MATERIAL SHOWN
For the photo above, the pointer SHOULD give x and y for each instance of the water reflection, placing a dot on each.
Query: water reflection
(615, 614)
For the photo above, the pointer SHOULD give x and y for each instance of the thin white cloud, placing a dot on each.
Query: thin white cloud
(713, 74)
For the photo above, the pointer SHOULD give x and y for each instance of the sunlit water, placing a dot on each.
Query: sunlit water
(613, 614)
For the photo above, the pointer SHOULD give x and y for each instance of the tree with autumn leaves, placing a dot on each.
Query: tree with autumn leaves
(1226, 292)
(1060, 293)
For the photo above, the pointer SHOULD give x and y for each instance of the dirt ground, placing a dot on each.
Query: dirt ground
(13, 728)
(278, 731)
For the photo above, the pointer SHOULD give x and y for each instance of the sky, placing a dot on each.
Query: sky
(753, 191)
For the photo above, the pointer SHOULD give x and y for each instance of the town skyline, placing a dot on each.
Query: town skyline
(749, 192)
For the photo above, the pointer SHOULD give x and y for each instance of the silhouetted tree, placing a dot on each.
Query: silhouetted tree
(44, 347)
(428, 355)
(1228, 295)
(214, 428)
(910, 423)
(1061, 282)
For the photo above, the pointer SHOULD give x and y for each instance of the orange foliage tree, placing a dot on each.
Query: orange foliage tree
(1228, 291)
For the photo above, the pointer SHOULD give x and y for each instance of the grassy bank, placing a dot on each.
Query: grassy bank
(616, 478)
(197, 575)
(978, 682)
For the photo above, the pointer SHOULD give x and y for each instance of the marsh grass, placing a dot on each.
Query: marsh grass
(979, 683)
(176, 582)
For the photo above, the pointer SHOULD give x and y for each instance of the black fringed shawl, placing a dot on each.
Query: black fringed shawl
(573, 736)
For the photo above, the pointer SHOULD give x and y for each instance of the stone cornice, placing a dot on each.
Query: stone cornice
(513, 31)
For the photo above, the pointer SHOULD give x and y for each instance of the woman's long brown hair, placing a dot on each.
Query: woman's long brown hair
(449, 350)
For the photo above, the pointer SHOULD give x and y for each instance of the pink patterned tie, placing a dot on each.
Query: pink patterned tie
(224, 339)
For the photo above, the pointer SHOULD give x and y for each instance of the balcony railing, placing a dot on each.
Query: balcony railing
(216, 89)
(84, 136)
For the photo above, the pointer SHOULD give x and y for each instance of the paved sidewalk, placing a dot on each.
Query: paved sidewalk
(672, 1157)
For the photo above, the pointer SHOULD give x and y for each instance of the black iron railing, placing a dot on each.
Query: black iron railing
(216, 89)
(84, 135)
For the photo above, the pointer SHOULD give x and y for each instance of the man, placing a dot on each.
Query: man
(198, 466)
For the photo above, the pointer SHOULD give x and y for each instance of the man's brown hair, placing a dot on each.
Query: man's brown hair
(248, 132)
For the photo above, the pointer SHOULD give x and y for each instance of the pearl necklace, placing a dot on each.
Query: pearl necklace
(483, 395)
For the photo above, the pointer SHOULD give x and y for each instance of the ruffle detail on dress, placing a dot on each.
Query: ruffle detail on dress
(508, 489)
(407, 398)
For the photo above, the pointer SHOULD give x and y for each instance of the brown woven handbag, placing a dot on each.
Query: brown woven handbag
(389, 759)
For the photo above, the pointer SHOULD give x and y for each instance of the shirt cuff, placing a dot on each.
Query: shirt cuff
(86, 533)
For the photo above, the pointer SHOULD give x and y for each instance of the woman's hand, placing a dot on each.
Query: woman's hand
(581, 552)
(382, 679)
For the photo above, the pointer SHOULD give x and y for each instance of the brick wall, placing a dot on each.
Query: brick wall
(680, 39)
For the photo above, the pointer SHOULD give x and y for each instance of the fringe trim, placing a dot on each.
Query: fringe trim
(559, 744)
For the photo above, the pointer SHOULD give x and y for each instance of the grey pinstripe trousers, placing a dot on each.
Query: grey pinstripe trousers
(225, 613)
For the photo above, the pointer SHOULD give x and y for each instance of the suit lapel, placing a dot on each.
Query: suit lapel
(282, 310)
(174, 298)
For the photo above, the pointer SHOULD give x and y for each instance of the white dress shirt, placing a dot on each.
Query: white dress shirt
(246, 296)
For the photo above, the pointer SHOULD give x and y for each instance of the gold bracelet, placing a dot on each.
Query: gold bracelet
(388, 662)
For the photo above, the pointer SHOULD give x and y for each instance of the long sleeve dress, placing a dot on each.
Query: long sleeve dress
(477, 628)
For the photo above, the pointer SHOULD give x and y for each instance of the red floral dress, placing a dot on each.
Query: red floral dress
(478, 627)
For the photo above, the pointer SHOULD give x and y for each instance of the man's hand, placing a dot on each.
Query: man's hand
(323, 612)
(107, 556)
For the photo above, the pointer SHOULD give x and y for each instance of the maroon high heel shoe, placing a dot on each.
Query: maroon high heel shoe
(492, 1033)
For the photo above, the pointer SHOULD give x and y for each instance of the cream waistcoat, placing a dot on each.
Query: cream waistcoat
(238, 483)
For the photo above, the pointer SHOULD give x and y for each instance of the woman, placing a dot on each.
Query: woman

PROBLEM DESCRIPTION
Repeat the material above in full, exactly as it stands.

ANSWER FOR THE TASK
For the photo above, the pointer SHOULD give x and y for each instance of the water reflection, placing a dot on each.
Query: water reflection
(615, 614)
For the photo above, the pointer SHOULD give x and y for each instance of the thin white cloud, placing a dot on each.
Query: thin white cloud
(713, 74)
For the photo above, the pointer SHOULD give x and y for each instance of the sunlit water, placing a dot on each.
Query: sunlit water
(613, 614)
For the photo above, the pointer SHOULD give x and y for each instance of the tree with autumn leaves, placing a dot on each.
Query: tree with autumn leaves
(1226, 292)
(1060, 293)
For the photo above, the pointer SHOULD give x and y for each instance of the dirt ground, placing a dot on each.
Query: dirt ground
(13, 728)
(278, 731)
For the photo above, the pointer SHOULD give x and y for each instance of the sky, placing a dot on each.
Query: sky
(753, 191)
For the photo above, the pointer SHOULD give x and y for each instance of the town skyline, placing a dot on each.
Query: town skyline
(749, 192)
For the photo above, the pointer SHOULD give x and y for each instance of the silhouetted tree, placing a dot on each.
Query: silhouetted tree
(44, 347)
(428, 355)
(1228, 295)
(214, 428)
(910, 423)
(1061, 282)
For the photo above, the pointer SHOULD give x and y for each instance of the orange foliage tree, placing a dot on each.
Query: orange foliage tree
(1228, 291)
For the photo above, the pointer SHOULD give x and y for each instance of the grassy bank, placing a dot on each.
Query: grassy bank
(616, 478)
(197, 575)
(978, 682)
For the photo above, the pointer SHOULD give x and y for each instance of the marsh grass, placing a dot on each.
Query: marsh grass
(979, 683)
(176, 582)
For the photo above, the pointer SHOULD give x and y for each instance of the black fringed shawl, placing a dot on each.
Query: black fringed shawl
(573, 736)
For the photo above, the pointer SHOULD give x and y for each instance of the stone cornice, placing a dot on each.
Query: stone cornice
(513, 31)
For the photo above, the pointer SHOULD give x and y for each instance of the woman's long brown hair, placing a dot on each.
Query: woman's long brown hair
(449, 350)
For the photo above, the pointer SHOULD give x and y for each instance of the pink patterned tie, placing a dot on each.
Query: pink patterned tie
(224, 339)
For the photo above, the pointer SHOULD give x and y for each instance of the balcony railing, placing a dot on each.
Query: balcony railing
(216, 89)
(84, 136)
For the photo above, the pointer SHOULD give x and y for each instance of the paved sidewalk, placing a dot on each.
Query: paved sidewalk
(672, 1157)
For the photo above, the pointer SHOULD give x and y for each instance of the black iron railing, placing a dot on each.
Query: black iron railing
(216, 89)
(84, 135)
For the photo above, the pointer SHOULD give x and y for each instance of the man, placing a dot on each.
Query: man
(198, 466)
For the photo above, the pointer SHOULD give x and y for each instance of the man's brown hair, placing a dot on each.
Query: man's brown hair
(248, 132)
For the photo above, the pointer SHOULD give x and y for each instance of the pearl necklace, placing a dot on each.
Query: pearl necklace
(483, 395)
For the photo above, the pointer SHOULD give x and y for each instance of the ruffle detail on dress, placing a dot on each.
Query: ruffle detail on dress
(508, 489)
(407, 398)
For the photo above, the pointer SHOULD give x and y for each instance of the brown woven handbag, placing a dot on each.
Query: brown woven handbag
(389, 759)
For the photo above, the pointer SHOULD give x and y for each instance of the shirt cuff, placing a dot on each.
Query: shirt cuff
(86, 533)
For the photo above, the pointer SHOULD give x and y for each instance of the woman's hand, placing a dot on each.
Query: woman's hand
(581, 552)
(382, 679)
For the photo above, the pointer SHOULD give x and y for each instance of the brick wall, placing a dot on each.
Query: brick wall
(680, 39)
For the photo above, the pointer SHOULD give x and y for each instance of the fringe trim, placing a dot on each.
Query: fringe trim
(559, 744)
For the photo above, the pointer SHOULD give x and y for each instance of the grey pinstripe trousers, placing a dot on each.
Query: grey pinstripe trousers
(225, 613)
For the photo above, the pointer SHOULD give x and y for each instance of the suit lapel, placing a dot on each.
Query: suit lapel
(282, 310)
(174, 298)
For the photo above, the pointer SHOULD give x and y for each instance of the white dress shirt, placing a dot on each.
Query: white dress shirt
(246, 296)
For the photo above, the pointer SHOULD give x and y for each instance of the gold bracelet, placing a dot on each.
Query: gold bracelet
(388, 662)
For the photo above, the pointer SHOULD give x and y for each instance of the long sleeve dress, placing a dot on each.
Query: long sleeve dress
(477, 628)
For the photo above, the pointer SHOULD give x and y for each instance of the red floral dress, placing a dot on each.
Query: red floral dress
(478, 627)
For the photo above, the pointer SHOULD give x and y for each instance of the man's hand, placing a dot on each.
Query: man's hand
(323, 612)
(107, 556)
For the photo above, the pointer SHOULD give x and y for each instance of the maroon high heel shoe, placing a dot on each.
Query: maroon high heel shoe
(492, 1033)
For the photo above, the pointer SHOULD give x and y for each instance of the cream waistcoat, placing a dot on each.
Query: cream waistcoat
(238, 483)
For the photo above, the pointer SHOULD give x and y for each instance of the woman, placing a dot on each.
Query: woman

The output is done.